* _EXERCISE GOAL_
Exclude the pictures and reproduce the remaining data exactly as written.

Position annotation records
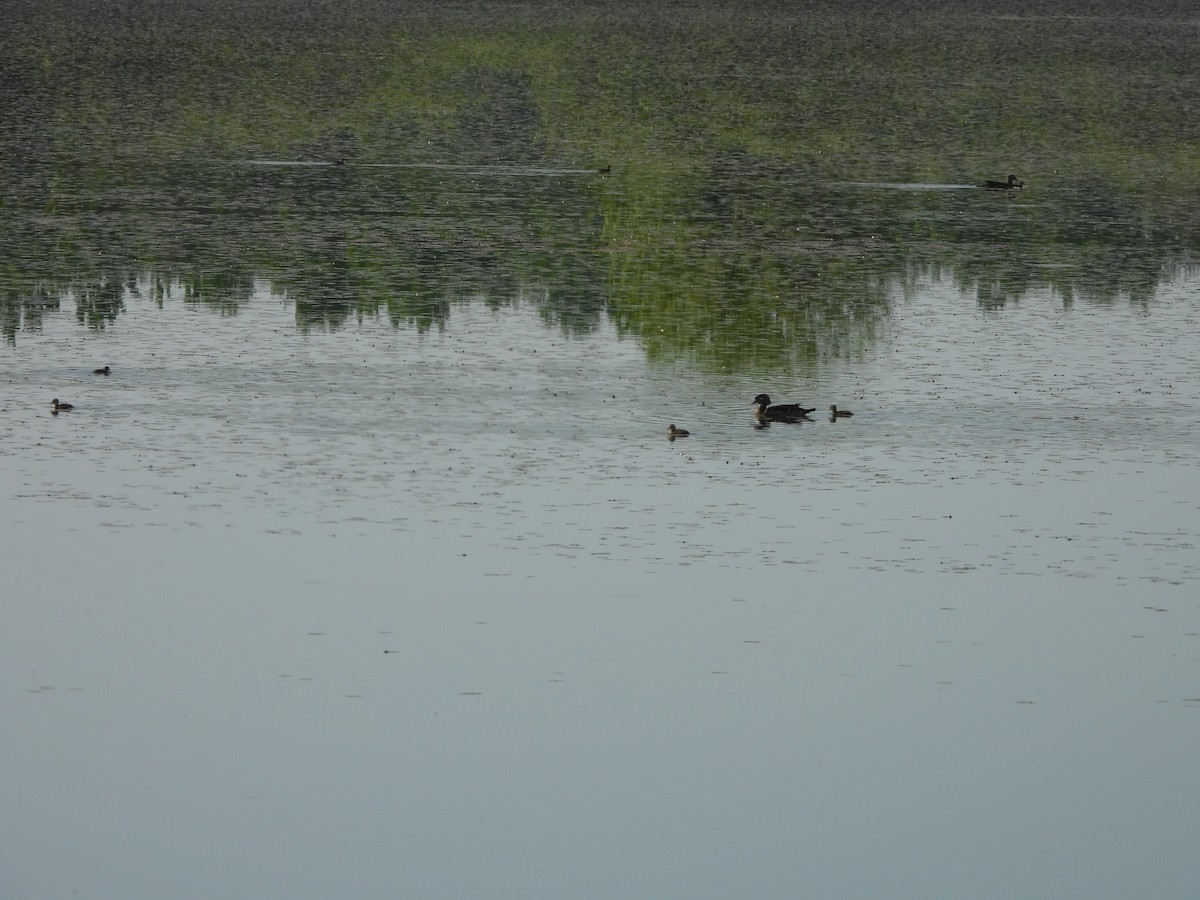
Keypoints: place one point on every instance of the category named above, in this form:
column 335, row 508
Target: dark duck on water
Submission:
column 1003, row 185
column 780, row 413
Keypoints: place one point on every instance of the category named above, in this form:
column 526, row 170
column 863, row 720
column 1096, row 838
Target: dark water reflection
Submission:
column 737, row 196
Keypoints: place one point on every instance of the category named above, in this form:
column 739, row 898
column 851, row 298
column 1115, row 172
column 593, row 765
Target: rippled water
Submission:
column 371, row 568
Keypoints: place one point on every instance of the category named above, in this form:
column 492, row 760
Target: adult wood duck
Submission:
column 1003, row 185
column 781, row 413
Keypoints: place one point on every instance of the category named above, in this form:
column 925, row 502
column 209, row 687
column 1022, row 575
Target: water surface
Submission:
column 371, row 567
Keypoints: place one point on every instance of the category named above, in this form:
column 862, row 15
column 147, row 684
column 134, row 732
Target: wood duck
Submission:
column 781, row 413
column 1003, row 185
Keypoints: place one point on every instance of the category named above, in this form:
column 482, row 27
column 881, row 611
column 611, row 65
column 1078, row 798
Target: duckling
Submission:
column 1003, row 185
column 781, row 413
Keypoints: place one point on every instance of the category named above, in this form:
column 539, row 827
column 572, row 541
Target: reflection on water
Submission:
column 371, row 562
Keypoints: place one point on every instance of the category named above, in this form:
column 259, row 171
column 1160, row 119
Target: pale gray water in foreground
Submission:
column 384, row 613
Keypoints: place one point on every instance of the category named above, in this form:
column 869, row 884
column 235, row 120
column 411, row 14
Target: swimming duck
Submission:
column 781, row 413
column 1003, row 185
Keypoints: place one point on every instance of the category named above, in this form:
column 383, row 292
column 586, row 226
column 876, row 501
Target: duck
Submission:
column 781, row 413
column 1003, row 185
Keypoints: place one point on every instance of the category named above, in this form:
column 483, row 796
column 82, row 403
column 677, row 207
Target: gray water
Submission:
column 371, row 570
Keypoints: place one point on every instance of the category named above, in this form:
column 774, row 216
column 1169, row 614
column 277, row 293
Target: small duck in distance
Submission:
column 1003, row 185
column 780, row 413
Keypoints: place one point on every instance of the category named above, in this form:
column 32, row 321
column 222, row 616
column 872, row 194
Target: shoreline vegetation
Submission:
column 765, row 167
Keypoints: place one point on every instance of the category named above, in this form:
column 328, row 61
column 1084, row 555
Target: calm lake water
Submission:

* _ANSWER IN FULL_
Keypoints: place one point on every instance of the category named above, in this form:
column 335, row 508
Target: dark duck on water
Submission:
column 1003, row 185
column 780, row 413
Keypoints: place one point on every instance of the category named above, in this form:
column 526, row 170
column 863, row 720
column 1096, row 838
Target: dark water reflection
Submission:
column 737, row 196
Keypoints: place one point on every instance of the category named above, in this form:
column 739, row 898
column 851, row 298
column 1115, row 172
column 593, row 765
Target: rippled water
Submission:
column 371, row 568
Keypoints: place one point on every instance of the category named above, in this form:
column 492, row 760
Target: adult wood duck
Submission:
column 1003, row 185
column 781, row 413
Keypoints: place one point on every instance of the category named above, in this form:
column 925, row 502
column 209, row 687
column 1022, row 575
Target: water surface
Submission:
column 371, row 567
Keypoints: place one point on every instance of the category named above, in this form:
column 862, row 15
column 147, row 684
column 134, row 732
Target: wood duck
Submission:
column 781, row 413
column 1003, row 185
Keypoints: place one point on every instance of the category named above, in this form:
column 482, row 27
column 881, row 611
column 611, row 65
column 1078, row 798
Target: duckling
Submission:
column 1003, row 185
column 781, row 413
Keypoints: place one point on every instance of the category named above, in this form:
column 539, row 827
column 572, row 541
Target: reflection on water
Submission:
column 371, row 562
Keypoints: place one point on every instance of the category named above, in this form:
column 259, row 171
column 1160, row 119
Target: pale gray water in foreground
Submission:
column 384, row 613
Keypoints: place one point on every instance of the category named above, in this form:
column 869, row 884
column 235, row 120
column 411, row 14
Target: swimming duck
Submission:
column 781, row 413
column 1003, row 185
Keypoints: place one point on every instance of the category named above, in this form:
column 383, row 292
column 586, row 226
column 876, row 501
Target: duck
Submission:
column 781, row 413
column 1003, row 185
Keypoints: place one point on every instance of the category named above, in this form:
column 483, row 796
column 82, row 403
column 677, row 207
Target: gray water
Submission:
column 371, row 570
Keypoints: place one point on every instance of the category named above, in this form:
column 774, row 216
column 1169, row 614
column 277, row 293
Target: small duck in distance
Submission:
column 1003, row 185
column 780, row 413
Keypoints: place one point on every instance of the category named above, in this form:
column 32, row 321
column 222, row 616
column 872, row 194
Target: shoreline vegetation
Submission:
column 765, row 167
Keypoints: place one point on every instance of the category named above, in this form:
column 328, row 61
column 1084, row 555
Target: calm lake water
Submission:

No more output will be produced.